● **Task**: Could you copy the records starting at the top and ending at the line that contains "[172,703,200,765]", keeping every line, with each box coordinate multiplied by 0.3 and rounded to a whole number (halves rounded up)?

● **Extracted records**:
• • • • • • •
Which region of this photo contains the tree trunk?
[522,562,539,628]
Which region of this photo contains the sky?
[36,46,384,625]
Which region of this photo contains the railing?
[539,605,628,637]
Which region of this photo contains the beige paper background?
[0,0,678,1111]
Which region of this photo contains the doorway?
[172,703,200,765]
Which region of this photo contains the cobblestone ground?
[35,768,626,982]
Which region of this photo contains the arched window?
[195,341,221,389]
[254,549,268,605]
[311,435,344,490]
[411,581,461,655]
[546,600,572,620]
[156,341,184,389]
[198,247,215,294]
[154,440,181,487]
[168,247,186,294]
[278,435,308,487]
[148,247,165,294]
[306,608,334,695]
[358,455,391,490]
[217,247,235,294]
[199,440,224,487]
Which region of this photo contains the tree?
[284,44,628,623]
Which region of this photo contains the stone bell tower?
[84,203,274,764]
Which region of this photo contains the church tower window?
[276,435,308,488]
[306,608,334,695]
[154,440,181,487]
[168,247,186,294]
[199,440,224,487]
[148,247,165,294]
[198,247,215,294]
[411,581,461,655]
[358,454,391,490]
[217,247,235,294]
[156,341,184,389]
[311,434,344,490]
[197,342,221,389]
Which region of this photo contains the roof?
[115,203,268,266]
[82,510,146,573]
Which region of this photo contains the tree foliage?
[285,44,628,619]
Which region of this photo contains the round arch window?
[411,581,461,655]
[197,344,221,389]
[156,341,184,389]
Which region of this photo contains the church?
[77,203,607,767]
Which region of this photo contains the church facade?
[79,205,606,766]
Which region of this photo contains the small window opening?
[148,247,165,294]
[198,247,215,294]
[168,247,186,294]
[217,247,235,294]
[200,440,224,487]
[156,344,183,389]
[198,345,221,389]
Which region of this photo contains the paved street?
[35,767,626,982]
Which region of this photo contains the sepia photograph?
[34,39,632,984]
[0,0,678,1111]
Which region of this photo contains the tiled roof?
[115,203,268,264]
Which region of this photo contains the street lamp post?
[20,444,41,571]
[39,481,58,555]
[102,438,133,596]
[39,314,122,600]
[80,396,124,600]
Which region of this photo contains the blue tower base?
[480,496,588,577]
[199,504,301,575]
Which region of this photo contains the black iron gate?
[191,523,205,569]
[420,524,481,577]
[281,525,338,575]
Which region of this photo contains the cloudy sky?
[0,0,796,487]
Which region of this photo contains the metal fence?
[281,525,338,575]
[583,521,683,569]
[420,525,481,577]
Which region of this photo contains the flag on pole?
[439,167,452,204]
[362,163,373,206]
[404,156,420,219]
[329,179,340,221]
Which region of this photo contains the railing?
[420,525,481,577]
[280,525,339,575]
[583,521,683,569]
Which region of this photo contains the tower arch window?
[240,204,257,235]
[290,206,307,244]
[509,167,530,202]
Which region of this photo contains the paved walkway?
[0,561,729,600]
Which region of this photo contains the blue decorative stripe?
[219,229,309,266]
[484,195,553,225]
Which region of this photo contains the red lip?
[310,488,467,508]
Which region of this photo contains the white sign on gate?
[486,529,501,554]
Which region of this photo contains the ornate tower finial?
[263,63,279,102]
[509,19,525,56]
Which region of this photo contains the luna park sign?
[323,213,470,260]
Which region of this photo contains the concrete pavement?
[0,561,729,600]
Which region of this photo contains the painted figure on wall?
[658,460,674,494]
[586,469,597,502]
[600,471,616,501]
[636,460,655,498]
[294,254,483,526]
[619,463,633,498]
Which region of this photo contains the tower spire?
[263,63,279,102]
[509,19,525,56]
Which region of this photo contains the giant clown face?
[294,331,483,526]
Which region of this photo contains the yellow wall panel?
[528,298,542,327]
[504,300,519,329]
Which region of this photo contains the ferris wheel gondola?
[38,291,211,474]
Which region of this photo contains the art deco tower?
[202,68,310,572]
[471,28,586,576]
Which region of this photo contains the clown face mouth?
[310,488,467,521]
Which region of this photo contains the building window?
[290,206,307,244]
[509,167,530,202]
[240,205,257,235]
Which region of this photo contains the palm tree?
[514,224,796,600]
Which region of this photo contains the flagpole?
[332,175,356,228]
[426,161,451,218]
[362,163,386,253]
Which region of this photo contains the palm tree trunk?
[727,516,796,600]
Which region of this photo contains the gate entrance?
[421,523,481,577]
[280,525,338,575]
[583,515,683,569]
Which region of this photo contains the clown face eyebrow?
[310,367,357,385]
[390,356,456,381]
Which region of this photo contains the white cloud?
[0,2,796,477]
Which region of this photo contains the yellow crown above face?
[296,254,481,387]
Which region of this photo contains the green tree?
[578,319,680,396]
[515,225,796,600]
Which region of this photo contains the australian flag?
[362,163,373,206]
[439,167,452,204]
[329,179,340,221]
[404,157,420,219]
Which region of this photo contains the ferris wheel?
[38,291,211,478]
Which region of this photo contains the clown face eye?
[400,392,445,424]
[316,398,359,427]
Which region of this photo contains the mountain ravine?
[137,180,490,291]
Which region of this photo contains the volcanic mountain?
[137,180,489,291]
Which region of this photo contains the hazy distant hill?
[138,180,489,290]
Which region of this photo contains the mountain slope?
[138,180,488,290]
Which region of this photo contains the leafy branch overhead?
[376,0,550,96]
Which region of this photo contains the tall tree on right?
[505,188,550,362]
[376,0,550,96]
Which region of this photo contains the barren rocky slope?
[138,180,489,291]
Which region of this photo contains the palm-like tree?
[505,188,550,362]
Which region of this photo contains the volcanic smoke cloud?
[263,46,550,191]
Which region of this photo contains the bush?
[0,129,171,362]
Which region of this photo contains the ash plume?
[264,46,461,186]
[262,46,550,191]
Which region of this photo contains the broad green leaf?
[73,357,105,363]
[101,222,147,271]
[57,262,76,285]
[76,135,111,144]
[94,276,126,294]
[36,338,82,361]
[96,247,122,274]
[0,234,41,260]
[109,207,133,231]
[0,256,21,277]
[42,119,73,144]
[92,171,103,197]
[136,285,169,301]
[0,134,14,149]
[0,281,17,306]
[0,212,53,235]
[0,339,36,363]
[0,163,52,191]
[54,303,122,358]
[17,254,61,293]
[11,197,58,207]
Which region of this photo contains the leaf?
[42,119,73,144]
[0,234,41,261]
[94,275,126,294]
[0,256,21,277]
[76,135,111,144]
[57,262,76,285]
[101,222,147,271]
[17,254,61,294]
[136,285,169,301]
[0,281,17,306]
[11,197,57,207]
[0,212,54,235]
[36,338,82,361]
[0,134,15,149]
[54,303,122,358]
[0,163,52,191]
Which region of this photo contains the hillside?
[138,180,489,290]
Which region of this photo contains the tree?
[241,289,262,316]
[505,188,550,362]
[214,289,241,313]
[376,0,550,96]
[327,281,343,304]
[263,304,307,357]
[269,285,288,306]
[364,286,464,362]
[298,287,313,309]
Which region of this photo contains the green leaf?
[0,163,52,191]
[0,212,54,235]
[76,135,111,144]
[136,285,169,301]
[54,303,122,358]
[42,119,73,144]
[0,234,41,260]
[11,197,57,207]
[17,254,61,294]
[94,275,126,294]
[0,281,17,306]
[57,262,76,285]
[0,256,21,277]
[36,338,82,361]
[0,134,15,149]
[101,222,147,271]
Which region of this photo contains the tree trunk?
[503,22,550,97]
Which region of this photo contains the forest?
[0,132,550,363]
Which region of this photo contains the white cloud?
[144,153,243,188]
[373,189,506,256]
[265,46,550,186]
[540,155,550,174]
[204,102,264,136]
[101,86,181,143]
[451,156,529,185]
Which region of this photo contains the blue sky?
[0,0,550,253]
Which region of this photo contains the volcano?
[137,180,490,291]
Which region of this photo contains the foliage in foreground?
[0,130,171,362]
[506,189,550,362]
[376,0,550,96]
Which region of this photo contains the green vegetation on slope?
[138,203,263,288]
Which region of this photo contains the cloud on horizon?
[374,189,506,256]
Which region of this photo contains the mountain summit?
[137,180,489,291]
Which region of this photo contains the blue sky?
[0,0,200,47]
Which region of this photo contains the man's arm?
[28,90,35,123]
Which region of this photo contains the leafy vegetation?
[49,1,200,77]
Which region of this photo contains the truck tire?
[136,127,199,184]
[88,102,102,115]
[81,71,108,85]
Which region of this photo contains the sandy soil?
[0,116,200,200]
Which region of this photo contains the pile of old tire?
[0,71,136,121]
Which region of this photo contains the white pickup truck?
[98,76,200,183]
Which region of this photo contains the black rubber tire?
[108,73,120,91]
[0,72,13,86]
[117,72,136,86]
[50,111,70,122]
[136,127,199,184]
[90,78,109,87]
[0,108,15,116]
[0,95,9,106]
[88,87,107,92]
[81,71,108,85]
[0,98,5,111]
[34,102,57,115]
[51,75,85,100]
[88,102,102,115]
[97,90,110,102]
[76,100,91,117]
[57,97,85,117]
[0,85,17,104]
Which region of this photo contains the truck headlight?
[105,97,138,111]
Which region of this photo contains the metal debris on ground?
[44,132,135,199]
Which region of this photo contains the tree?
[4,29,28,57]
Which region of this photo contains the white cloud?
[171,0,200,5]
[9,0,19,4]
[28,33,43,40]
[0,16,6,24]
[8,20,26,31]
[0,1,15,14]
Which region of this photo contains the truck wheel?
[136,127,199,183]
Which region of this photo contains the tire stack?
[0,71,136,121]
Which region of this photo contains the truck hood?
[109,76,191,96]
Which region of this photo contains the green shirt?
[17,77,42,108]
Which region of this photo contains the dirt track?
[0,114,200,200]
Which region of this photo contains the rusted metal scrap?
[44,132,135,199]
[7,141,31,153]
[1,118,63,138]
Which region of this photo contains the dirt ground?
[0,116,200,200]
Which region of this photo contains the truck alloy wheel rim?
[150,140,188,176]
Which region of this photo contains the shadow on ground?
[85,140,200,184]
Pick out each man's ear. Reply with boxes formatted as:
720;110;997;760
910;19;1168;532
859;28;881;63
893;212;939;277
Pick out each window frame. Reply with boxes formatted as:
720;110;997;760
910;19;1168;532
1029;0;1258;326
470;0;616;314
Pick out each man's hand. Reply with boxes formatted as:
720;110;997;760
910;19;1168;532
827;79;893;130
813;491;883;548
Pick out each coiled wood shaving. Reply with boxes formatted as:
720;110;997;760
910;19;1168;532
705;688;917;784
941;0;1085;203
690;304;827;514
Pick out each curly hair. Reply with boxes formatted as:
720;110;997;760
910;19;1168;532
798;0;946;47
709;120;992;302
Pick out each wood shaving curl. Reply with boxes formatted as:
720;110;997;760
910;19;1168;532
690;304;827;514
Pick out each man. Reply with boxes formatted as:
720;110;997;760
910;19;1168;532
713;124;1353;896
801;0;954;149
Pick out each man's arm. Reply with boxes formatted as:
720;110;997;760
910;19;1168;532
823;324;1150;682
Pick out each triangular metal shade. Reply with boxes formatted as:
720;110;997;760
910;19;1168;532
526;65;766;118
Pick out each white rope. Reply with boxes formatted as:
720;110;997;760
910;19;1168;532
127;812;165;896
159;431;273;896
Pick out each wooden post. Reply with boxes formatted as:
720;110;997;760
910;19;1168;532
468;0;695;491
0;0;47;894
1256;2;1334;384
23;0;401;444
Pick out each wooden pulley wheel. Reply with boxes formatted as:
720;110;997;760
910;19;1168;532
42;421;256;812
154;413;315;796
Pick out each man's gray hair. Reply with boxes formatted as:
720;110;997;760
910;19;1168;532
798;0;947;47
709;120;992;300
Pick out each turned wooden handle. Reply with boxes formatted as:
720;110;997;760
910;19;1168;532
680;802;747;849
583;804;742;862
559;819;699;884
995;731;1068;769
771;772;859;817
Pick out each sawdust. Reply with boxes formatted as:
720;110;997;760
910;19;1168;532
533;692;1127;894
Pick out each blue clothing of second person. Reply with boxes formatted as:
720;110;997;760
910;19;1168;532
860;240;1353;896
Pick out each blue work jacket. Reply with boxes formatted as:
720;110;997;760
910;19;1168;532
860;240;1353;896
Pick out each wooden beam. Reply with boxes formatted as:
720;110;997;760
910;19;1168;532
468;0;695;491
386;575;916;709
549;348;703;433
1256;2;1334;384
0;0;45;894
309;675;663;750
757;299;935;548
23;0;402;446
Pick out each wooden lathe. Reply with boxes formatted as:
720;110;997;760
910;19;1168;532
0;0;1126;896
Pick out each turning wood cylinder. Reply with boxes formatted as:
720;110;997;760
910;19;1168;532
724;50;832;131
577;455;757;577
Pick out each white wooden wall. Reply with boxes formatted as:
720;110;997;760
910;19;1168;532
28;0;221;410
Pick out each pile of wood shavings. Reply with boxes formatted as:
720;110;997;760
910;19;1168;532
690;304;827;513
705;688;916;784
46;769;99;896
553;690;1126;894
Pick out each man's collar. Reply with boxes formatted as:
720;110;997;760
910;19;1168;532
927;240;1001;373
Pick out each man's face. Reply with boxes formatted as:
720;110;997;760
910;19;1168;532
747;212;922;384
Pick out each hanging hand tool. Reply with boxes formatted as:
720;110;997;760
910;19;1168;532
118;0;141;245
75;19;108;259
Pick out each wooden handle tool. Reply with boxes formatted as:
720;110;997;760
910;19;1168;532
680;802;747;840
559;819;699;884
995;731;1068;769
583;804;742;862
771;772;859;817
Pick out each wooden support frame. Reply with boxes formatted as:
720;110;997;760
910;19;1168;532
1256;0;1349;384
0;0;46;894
• • • • • • •
● **Solved problem**:
Which region of this photo contains the tree trunk?
[157,169,162,188]
Which region of this photo contains the sky?
[11,14,115,188]
Which region of this photo contains the railing?
[162,182,188,191]
Which region of this photo contains the beige paper background?
[0,0,203,333]
Which region of this photo contains the doorway?
[52,211,60,230]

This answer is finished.